## Work item
The word "green" marks the lines to copy; find all of them in the entries below.

┏━━

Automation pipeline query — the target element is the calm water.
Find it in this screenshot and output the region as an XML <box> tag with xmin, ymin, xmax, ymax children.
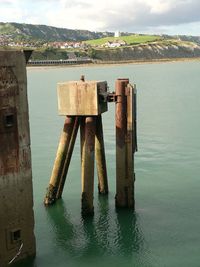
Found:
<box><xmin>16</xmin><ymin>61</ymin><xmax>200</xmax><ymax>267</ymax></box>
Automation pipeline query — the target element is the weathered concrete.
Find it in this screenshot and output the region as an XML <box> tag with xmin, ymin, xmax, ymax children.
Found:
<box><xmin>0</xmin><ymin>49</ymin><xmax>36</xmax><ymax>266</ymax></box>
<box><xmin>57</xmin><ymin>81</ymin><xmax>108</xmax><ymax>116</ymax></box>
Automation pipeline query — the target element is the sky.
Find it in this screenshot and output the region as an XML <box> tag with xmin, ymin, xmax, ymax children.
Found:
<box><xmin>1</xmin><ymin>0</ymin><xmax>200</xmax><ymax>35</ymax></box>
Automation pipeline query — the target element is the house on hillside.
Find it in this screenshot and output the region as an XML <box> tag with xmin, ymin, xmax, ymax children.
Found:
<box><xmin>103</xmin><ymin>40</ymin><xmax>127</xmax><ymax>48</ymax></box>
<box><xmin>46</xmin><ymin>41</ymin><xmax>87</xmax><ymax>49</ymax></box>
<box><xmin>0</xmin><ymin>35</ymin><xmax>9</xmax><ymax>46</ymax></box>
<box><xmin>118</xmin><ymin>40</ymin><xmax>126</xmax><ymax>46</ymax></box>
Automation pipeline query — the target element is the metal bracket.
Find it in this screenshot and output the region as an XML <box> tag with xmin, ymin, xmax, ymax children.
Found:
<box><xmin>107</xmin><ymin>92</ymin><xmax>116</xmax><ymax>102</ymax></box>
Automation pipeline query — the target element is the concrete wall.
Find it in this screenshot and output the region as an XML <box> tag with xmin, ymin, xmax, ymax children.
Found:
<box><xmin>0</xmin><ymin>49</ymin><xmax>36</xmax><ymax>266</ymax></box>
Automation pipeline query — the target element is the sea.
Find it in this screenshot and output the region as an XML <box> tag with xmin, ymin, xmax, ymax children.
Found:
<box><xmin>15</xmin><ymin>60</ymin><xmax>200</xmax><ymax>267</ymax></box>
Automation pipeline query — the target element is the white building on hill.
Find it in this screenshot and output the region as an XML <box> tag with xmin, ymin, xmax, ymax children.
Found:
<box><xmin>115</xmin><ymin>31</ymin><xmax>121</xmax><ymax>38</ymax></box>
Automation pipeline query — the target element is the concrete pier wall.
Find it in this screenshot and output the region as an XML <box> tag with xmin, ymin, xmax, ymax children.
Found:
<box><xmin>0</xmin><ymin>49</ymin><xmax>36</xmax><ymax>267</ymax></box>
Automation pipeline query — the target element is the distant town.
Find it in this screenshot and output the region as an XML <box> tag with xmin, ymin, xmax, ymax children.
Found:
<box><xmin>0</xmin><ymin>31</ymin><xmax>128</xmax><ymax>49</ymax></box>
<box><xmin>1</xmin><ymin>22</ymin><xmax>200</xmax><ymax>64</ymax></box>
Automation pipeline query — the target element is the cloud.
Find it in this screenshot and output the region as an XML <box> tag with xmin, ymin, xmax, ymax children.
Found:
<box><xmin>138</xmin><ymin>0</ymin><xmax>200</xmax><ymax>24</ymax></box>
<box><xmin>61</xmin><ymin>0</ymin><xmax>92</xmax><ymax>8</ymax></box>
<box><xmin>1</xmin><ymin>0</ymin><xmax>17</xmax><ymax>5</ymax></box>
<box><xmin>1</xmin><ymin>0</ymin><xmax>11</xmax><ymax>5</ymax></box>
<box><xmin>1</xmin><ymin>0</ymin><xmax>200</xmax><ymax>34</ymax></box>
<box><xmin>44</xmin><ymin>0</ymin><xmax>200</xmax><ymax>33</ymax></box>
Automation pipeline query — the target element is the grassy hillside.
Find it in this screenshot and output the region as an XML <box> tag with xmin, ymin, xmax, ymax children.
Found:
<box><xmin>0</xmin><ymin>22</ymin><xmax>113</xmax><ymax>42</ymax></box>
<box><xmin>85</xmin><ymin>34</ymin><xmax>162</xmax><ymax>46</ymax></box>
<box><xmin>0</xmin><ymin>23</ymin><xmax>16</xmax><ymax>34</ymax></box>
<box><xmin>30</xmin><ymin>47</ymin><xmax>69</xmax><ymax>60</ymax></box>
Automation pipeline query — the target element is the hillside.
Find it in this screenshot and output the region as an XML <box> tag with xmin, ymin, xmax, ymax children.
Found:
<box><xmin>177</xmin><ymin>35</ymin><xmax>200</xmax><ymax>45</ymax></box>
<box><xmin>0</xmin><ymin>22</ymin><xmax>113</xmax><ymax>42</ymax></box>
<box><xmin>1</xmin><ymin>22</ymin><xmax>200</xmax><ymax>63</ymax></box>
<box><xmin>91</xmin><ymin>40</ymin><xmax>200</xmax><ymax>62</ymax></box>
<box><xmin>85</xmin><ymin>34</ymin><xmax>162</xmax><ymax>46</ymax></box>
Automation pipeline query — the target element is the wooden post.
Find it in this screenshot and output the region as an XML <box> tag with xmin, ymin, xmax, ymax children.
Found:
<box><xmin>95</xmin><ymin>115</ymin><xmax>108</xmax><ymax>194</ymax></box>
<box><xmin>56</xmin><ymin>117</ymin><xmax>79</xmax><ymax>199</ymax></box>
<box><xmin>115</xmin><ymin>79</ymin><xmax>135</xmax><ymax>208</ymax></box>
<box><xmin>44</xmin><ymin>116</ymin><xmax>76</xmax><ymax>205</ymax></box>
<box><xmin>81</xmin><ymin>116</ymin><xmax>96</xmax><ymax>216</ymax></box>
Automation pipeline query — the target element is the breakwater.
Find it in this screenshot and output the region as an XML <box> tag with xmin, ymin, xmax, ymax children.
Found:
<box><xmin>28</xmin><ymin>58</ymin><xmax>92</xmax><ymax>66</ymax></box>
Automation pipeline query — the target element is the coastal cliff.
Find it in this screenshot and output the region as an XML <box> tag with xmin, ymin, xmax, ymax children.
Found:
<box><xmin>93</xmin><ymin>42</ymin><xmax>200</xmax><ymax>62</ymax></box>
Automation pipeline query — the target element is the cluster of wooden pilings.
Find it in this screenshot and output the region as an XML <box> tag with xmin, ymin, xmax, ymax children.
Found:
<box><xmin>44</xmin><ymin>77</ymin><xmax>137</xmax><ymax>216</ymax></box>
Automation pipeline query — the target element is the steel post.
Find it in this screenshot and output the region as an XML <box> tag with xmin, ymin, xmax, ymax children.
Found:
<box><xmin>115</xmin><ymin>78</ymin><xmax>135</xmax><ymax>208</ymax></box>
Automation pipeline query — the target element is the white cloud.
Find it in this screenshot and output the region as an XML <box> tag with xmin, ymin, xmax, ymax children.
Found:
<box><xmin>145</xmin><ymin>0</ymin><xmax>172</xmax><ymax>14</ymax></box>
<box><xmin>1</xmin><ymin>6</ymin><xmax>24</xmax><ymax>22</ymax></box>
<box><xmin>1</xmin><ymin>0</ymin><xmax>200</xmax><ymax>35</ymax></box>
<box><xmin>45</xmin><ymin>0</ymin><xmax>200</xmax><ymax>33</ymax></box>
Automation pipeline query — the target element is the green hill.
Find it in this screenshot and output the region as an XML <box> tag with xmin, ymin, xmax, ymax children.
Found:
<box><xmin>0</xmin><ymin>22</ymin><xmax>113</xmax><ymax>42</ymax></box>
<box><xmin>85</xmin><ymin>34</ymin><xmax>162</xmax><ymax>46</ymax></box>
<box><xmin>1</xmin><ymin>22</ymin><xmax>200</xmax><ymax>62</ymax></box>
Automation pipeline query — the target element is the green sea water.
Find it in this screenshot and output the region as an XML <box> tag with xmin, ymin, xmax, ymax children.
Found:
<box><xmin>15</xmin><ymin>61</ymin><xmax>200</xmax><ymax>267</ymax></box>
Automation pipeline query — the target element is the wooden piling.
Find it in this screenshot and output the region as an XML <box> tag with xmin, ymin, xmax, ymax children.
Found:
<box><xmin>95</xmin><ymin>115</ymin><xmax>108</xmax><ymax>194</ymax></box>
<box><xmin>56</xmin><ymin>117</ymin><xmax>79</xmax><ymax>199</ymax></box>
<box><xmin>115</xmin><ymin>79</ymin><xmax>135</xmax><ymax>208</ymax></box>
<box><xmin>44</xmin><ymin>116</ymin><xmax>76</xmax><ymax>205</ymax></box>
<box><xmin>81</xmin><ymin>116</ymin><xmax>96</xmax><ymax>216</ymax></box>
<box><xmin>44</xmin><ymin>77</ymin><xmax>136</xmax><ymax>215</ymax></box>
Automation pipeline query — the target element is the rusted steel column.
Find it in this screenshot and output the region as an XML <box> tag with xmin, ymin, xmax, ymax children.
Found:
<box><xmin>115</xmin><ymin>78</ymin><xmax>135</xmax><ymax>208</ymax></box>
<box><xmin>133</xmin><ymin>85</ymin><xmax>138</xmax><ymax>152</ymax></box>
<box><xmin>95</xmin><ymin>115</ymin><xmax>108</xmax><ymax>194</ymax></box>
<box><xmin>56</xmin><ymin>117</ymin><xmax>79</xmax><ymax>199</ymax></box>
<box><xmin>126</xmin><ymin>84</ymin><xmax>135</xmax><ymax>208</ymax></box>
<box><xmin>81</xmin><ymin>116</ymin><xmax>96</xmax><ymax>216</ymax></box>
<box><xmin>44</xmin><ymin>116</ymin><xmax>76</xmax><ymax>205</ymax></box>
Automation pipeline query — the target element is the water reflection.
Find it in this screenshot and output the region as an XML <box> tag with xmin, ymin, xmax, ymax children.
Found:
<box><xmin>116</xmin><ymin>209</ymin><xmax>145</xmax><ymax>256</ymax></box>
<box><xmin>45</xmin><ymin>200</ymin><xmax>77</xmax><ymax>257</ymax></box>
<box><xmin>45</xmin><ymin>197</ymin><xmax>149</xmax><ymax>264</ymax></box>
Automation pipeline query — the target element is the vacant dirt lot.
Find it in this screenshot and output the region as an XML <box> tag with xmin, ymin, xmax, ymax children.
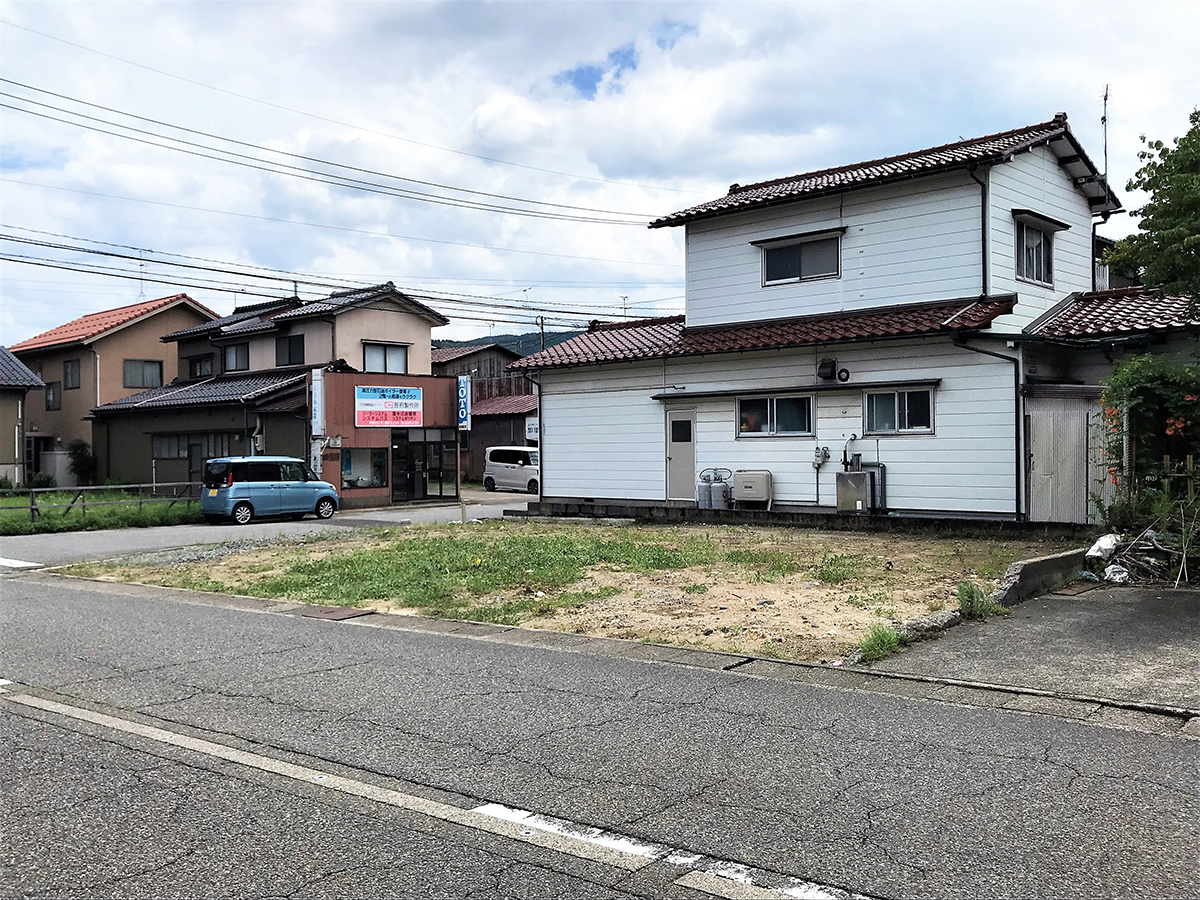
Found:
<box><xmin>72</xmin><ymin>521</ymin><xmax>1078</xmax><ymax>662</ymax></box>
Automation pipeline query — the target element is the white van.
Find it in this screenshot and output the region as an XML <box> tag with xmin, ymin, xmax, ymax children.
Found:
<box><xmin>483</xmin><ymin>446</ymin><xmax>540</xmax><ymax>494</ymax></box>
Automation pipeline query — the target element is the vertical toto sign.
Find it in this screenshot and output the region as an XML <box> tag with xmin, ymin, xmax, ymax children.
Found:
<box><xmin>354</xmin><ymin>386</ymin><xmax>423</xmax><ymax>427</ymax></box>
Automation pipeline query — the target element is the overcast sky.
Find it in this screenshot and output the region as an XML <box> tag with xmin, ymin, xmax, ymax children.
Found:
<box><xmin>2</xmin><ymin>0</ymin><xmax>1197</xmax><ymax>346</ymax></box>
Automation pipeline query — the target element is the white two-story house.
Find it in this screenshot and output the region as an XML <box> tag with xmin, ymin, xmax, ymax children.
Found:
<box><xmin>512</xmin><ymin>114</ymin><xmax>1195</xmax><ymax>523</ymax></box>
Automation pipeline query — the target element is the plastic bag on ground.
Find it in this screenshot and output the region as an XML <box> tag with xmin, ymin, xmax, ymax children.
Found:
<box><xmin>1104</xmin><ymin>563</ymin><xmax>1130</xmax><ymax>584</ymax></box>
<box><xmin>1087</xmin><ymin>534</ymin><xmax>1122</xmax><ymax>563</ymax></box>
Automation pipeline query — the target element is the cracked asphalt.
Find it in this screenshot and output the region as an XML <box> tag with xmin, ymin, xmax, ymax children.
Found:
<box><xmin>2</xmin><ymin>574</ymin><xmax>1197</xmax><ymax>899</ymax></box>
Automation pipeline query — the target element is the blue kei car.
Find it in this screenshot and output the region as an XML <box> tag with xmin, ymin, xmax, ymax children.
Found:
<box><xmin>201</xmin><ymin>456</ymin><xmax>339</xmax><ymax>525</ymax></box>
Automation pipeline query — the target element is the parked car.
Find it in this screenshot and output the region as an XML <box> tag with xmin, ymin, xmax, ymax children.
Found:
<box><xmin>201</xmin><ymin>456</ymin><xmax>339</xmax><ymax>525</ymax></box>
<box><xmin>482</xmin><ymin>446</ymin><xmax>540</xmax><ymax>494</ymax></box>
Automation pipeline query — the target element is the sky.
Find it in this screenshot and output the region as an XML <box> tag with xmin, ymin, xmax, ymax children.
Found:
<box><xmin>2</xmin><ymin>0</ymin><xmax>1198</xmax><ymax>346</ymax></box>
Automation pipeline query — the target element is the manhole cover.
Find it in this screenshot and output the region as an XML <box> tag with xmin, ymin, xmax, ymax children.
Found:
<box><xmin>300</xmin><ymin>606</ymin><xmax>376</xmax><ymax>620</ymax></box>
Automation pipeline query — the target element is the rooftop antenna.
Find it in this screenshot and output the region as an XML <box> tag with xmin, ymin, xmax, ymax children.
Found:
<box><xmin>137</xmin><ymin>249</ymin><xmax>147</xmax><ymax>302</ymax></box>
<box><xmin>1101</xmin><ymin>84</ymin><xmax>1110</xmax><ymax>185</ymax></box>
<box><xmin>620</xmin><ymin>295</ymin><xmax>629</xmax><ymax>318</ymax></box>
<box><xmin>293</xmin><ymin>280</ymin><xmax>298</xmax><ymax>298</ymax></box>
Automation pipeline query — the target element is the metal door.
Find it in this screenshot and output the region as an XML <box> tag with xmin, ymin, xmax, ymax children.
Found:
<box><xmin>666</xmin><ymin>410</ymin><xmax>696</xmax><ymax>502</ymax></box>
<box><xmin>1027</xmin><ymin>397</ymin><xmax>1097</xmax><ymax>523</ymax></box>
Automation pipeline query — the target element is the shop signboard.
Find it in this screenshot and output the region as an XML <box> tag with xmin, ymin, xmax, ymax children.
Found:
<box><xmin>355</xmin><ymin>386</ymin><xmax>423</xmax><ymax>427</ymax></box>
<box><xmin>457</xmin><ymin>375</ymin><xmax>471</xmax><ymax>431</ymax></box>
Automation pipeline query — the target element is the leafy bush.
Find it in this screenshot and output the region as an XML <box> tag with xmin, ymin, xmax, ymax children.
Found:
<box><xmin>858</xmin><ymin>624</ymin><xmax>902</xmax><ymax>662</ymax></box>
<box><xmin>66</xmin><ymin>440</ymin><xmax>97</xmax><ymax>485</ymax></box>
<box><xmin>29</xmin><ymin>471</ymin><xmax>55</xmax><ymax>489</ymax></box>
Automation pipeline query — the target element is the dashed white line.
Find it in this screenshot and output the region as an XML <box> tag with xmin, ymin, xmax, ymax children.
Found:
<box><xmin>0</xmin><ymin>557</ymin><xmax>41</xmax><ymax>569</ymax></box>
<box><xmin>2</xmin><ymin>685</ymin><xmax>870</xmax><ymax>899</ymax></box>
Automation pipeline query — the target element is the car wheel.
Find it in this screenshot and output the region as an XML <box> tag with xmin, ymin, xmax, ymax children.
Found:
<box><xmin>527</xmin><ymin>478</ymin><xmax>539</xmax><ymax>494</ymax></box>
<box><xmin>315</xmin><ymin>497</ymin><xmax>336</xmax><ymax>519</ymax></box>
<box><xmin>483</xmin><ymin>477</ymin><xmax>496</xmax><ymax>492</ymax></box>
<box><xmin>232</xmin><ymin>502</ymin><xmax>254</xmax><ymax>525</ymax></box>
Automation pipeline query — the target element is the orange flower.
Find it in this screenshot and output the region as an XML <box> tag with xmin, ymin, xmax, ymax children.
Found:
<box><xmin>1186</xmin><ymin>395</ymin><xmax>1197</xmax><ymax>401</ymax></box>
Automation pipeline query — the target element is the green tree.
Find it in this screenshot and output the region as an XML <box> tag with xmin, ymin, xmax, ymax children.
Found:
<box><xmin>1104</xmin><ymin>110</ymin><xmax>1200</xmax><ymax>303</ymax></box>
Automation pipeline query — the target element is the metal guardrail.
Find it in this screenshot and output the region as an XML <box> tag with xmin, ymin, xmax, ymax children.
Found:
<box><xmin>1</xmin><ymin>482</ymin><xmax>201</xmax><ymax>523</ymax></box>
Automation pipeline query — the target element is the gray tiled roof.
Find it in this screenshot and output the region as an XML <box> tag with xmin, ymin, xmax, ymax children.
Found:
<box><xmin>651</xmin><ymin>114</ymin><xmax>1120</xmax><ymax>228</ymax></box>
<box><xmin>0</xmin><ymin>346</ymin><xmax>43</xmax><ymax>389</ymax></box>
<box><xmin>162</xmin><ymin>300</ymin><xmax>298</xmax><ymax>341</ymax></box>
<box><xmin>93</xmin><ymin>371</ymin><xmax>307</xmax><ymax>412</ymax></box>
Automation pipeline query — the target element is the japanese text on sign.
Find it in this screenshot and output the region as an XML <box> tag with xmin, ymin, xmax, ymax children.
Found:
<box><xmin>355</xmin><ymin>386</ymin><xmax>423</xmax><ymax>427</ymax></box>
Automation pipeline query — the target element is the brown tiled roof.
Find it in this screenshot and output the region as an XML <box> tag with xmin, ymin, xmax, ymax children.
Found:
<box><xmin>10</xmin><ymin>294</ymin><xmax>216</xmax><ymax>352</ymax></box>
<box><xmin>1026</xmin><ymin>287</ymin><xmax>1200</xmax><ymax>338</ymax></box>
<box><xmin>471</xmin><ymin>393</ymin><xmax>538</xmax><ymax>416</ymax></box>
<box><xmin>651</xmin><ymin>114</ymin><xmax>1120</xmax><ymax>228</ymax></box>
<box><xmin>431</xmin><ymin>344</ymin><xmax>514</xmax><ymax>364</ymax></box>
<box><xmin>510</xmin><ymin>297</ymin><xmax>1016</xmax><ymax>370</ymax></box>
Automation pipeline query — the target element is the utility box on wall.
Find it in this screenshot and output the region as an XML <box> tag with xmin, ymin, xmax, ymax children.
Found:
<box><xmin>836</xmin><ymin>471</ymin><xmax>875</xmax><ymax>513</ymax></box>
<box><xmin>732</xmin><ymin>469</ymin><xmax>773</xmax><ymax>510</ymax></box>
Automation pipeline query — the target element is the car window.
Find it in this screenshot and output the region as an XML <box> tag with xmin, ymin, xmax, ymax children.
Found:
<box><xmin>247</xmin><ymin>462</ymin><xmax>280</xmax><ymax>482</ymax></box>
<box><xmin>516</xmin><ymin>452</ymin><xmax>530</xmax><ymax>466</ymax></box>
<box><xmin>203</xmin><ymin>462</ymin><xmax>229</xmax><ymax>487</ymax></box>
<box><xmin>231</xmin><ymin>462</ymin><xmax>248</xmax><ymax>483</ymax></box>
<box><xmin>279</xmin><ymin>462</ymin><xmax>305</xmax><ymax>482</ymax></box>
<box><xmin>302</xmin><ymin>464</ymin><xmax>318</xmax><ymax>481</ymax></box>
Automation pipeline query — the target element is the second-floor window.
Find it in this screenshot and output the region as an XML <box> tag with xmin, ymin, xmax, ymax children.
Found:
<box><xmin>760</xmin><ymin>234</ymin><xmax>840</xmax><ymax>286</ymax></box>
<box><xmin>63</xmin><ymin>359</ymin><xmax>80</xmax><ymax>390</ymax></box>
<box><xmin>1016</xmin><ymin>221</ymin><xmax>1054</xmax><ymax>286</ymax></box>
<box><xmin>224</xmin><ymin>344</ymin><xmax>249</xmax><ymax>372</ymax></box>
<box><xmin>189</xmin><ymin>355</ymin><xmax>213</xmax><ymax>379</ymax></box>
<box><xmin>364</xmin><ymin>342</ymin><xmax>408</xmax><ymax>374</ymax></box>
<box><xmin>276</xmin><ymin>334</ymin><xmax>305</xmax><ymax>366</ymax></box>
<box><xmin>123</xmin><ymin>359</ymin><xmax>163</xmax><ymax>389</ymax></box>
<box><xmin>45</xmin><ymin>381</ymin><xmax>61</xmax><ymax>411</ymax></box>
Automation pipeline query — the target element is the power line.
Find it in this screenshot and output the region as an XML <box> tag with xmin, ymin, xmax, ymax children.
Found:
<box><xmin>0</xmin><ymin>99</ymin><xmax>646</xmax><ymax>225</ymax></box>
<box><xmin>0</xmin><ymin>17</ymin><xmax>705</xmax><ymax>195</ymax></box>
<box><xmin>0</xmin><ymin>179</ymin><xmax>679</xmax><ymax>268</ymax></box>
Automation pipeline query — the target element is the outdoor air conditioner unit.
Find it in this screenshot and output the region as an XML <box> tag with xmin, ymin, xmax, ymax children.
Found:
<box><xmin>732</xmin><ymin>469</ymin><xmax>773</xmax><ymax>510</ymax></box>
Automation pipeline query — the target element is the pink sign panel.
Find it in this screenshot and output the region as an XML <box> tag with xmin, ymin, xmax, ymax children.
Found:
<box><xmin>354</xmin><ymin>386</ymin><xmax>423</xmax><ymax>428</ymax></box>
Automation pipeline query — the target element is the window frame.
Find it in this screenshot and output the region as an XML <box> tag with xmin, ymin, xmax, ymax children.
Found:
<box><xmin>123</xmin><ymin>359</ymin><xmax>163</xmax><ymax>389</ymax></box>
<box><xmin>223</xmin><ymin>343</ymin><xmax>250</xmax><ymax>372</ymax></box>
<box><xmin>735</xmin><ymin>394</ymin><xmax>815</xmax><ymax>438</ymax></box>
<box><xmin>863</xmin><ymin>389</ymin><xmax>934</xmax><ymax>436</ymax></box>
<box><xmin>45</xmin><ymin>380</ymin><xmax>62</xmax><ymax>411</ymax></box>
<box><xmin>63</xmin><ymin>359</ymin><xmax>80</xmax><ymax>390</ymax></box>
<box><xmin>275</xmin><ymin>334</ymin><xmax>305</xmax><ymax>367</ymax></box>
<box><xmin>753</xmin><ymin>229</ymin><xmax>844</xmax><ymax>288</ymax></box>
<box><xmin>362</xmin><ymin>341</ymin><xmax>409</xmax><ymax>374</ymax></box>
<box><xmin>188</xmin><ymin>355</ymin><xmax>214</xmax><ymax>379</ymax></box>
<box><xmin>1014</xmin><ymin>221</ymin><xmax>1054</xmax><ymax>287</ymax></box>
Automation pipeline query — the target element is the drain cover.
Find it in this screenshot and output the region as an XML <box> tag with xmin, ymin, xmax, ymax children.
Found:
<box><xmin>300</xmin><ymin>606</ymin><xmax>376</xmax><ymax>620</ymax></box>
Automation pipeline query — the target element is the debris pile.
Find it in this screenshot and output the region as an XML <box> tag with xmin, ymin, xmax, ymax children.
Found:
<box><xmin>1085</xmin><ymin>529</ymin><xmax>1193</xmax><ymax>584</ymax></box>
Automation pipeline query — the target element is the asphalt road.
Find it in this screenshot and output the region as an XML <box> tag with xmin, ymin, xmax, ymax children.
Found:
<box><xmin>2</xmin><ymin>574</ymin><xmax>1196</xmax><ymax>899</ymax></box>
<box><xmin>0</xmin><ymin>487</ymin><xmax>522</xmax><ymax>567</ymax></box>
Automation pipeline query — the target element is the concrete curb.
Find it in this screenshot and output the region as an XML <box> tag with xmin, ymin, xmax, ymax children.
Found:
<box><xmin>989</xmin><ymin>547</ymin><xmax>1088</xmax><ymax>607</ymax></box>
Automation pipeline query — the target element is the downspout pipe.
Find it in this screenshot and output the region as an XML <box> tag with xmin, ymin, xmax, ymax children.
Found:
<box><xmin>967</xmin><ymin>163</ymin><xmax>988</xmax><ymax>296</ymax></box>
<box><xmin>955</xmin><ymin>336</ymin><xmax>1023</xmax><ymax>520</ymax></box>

┗━━

## Answer for this exercise
Automation pipeline query — the target element is the green hill.
Automation pipeline query — the target element is the green sea water.
Automation pipeline query — the target element is the green tree.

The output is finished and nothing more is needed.